§ Exercise objective
As you reproduce every line below, keep it exactly as written and leave out the images.

[Text-to-region grounding data]
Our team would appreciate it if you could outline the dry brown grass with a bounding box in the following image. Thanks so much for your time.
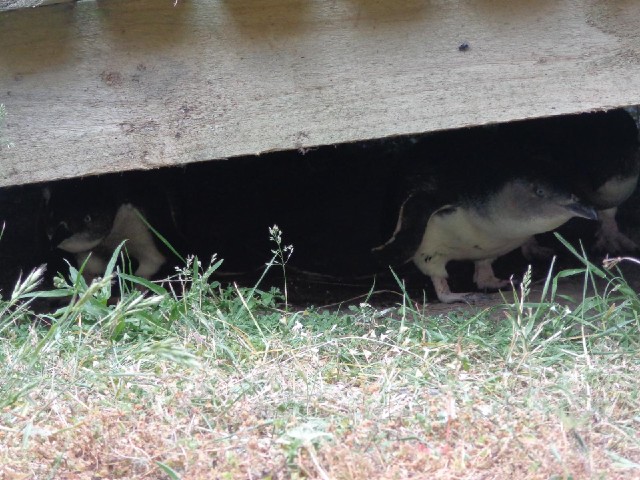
[1,335,639,479]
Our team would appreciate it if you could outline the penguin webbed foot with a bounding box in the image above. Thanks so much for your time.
[593,207,639,254]
[594,227,639,255]
[475,277,512,291]
[473,259,515,291]
[441,291,491,304]
[431,276,490,304]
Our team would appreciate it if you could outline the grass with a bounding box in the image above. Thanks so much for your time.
[1,230,640,479]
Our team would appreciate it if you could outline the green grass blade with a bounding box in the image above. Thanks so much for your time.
[155,461,182,480]
[135,209,186,264]
[118,273,168,296]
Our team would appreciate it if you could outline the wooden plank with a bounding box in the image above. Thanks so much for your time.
[0,0,73,12]
[1,0,640,187]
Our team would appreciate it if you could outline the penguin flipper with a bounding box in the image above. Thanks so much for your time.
[373,190,440,266]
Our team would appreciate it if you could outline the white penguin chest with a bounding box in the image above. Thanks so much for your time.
[592,174,639,208]
[103,205,149,251]
[415,206,527,262]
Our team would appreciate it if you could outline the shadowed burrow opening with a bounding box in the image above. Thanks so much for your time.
[2,107,640,306]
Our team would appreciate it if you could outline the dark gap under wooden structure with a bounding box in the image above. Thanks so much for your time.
[4,122,640,307]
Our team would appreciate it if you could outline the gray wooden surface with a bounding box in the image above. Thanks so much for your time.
[0,0,71,11]
[1,0,640,187]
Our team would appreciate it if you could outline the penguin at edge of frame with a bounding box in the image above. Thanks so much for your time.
[42,176,181,285]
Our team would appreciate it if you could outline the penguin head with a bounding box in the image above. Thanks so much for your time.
[496,179,597,236]
[43,182,117,254]
[512,179,597,220]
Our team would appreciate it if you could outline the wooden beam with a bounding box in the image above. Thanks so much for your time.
[2,0,640,187]
[0,0,73,12]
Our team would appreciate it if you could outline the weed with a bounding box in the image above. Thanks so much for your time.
[267,224,294,311]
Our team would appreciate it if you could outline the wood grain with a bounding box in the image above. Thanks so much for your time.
[0,0,72,12]
[1,0,640,187]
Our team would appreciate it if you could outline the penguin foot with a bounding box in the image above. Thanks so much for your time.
[475,277,512,291]
[431,276,490,304]
[438,292,491,304]
[521,237,556,260]
[473,259,513,291]
[594,227,639,254]
[593,208,639,254]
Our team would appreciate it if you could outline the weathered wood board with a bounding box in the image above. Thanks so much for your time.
[1,0,640,187]
[0,0,72,12]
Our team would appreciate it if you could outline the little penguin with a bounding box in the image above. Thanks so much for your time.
[43,176,178,283]
[500,109,640,255]
[374,177,597,303]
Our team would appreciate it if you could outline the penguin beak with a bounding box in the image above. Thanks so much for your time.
[565,197,598,221]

§ Answer
Our team would appreciate it if you could outline the dry brown grass with a bounding box in the following image. Thanks so much for your time.
[1,335,639,479]
Our team would appreciate it if you could outline the penguin webbed foot with a bounding box in the image above. Thanks so much for your time.
[593,207,639,254]
[594,227,639,255]
[475,277,512,291]
[473,259,515,291]
[441,291,491,304]
[431,276,490,304]
Our team would appreciate it if you could outline the grass with a bounding box in the image above. Thanks so much for your time.
[1,230,640,479]
Our team would appreciate it if you could outline the green grass blade with a bounding box in the image above. Thanks so much for your time.
[155,461,182,480]
[135,209,186,264]
[118,273,168,296]
Our team would appreciate it if you could outline the wooden plank with a bounding box in the image above. Thanks so much for your time.
[0,0,73,12]
[1,0,640,187]
Our team would appreciate it if you could outline the penguin flipper with a bounding box in the image above. Thanks so much for your time.
[373,190,440,266]
Our team would appreciate it if you could outline the white penguin chest with a bounding box in the image above. Thanks so much for your time.
[592,174,639,208]
[103,205,149,251]
[415,206,527,262]
Our team would appreciate it if you could outline the shadowed burrow opening with a bounding box in the image above. Thanks so much for your time.
[2,107,640,306]
Our team would appreciate it if you could outline the dark gap under wooden structure with a bounding box in the image above. Thanks so much for your time.
[4,122,640,307]
Our team would appreciate it if you could outline the gray wooden surface with a bounding box in the image above. Thanks so much for your time.
[0,0,71,11]
[1,0,640,187]
Our team would appreciate it if you could outline the penguin at edge of frame with a bounding box in the image above. Thanks so much for your time.
[42,176,181,285]
Our team would appreciate it if you could outline the penguin head with a bounding box in the image above. Thanks so much for your time.
[496,179,597,236]
[43,182,117,254]
[512,179,597,220]
Our team would appreciate it if you could outline the wooden beam with a bounding box in the image above. Thanks so much for your time.
[2,0,640,187]
[0,0,73,12]
Our team would appreciate it if you could outline the weed with a bounding box in the image above. Thanks so much for your time.
[267,224,294,311]
Our team would appreciate it if you could outline the wood grain with a bounding box in the image above. Thanks so much for your time.
[0,0,72,12]
[1,0,640,187]
Our team would appreciate it if you could outline the penguin foot with a bounding box in the image above. Thanks so much for your time.
[475,277,512,291]
[431,276,490,304]
[438,292,491,304]
[521,237,556,260]
[473,259,513,291]
[594,227,639,254]
[593,208,639,254]
Our team would appreciate it if you could outline the weathered wood board with a bounding box in the image above. Thanks so much for your time.
[1,0,640,187]
[0,0,72,12]
Our team would appreciate it if you could outline the little penguin with a bounding box in the image above. Thanks so much for your time.
[43,176,178,283]
[500,109,640,255]
[374,177,597,303]
Our team would appreciate it if you could outline the penguin beak with a bounding box in the image above. Thanks so much for your time.
[565,197,598,221]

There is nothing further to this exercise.